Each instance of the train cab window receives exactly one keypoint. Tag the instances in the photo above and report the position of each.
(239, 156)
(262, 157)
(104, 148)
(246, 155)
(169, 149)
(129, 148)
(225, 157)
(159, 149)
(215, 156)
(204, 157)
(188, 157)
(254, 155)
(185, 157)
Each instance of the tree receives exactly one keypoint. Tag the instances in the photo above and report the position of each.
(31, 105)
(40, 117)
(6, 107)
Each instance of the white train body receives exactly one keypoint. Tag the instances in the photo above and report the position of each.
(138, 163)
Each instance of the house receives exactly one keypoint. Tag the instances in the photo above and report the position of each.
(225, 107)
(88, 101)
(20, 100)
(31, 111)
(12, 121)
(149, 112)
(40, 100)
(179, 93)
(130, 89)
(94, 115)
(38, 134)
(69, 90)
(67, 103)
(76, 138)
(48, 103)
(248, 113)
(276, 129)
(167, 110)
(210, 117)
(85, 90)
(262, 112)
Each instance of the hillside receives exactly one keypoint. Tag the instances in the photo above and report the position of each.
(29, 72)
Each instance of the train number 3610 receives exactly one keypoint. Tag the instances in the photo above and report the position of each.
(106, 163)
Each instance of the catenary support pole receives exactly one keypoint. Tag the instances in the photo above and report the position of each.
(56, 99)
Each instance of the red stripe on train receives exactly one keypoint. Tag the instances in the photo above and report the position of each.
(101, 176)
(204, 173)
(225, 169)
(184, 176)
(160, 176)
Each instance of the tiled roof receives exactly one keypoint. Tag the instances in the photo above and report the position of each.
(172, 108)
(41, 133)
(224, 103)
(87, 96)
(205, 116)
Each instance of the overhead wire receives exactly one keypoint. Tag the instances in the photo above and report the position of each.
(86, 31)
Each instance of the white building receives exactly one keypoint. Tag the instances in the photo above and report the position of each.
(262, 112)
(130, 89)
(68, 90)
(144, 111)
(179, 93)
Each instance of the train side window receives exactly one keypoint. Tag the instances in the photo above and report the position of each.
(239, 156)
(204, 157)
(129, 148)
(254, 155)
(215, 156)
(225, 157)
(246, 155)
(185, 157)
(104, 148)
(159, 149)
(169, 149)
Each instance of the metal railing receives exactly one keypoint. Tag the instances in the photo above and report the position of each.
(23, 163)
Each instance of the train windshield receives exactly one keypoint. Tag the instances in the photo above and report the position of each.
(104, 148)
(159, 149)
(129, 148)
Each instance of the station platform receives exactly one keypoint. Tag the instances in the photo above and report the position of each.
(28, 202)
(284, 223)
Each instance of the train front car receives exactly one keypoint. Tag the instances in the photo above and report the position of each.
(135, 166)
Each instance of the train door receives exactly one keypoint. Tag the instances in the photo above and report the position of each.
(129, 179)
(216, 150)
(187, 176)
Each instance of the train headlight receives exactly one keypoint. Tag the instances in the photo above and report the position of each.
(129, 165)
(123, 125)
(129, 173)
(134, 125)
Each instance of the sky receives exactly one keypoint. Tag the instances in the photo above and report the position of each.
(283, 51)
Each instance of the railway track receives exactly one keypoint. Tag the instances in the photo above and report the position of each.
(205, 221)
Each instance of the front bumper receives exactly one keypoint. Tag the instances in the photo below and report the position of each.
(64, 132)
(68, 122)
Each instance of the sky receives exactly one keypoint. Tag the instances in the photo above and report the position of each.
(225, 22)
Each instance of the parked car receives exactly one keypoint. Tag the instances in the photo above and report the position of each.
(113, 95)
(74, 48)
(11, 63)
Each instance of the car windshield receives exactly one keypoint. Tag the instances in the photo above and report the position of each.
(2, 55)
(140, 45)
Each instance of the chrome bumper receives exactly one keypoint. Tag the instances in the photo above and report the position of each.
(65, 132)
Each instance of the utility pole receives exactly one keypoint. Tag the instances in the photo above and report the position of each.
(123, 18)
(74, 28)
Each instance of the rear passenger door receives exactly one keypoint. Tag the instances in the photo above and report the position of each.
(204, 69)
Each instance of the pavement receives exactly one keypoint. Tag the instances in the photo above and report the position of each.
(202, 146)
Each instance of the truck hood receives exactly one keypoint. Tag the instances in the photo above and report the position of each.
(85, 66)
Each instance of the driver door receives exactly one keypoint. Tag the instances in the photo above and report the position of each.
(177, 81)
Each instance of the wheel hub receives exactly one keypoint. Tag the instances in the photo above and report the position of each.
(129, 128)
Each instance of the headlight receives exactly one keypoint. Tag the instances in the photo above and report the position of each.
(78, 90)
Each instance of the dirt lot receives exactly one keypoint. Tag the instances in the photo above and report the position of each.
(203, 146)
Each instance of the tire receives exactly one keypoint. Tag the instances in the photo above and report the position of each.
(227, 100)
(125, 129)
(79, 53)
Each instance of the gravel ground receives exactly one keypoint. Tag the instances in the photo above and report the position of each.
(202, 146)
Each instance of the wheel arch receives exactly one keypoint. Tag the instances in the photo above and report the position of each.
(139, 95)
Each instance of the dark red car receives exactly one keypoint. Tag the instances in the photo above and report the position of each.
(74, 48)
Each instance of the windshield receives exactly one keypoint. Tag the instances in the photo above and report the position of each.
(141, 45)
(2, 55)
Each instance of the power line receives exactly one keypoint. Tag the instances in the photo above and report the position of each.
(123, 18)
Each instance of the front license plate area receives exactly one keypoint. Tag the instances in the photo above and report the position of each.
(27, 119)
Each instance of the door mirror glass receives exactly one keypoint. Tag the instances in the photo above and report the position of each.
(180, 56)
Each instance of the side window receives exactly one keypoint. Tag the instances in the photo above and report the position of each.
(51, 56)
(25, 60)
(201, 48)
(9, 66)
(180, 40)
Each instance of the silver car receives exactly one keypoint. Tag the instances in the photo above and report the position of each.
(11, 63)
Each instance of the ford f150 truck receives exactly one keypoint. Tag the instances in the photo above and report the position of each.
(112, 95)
● ● ● ● ●
Return every line from the one holding "Each instance of the door" through the end of the data, exactly as it appears, with both ends kept and nothing else.

Each instance of the door mirror glass receives exactly one keypoint. Tag the instances in the photo above and report the position of each.
(180, 56)
Each instance of the side window receives exactly one keypoint. Tag the instances in the photo above and report the position of each.
(51, 56)
(25, 60)
(201, 48)
(9, 66)
(180, 40)
Each instance of the silver car receives exactly one keypoint. Tag the instances in the photo above and report the position of each.
(11, 63)
Each instance of the ford f150 truck receives exactly one keypoint. Tag the instances in the photo above and report the position of each.
(112, 95)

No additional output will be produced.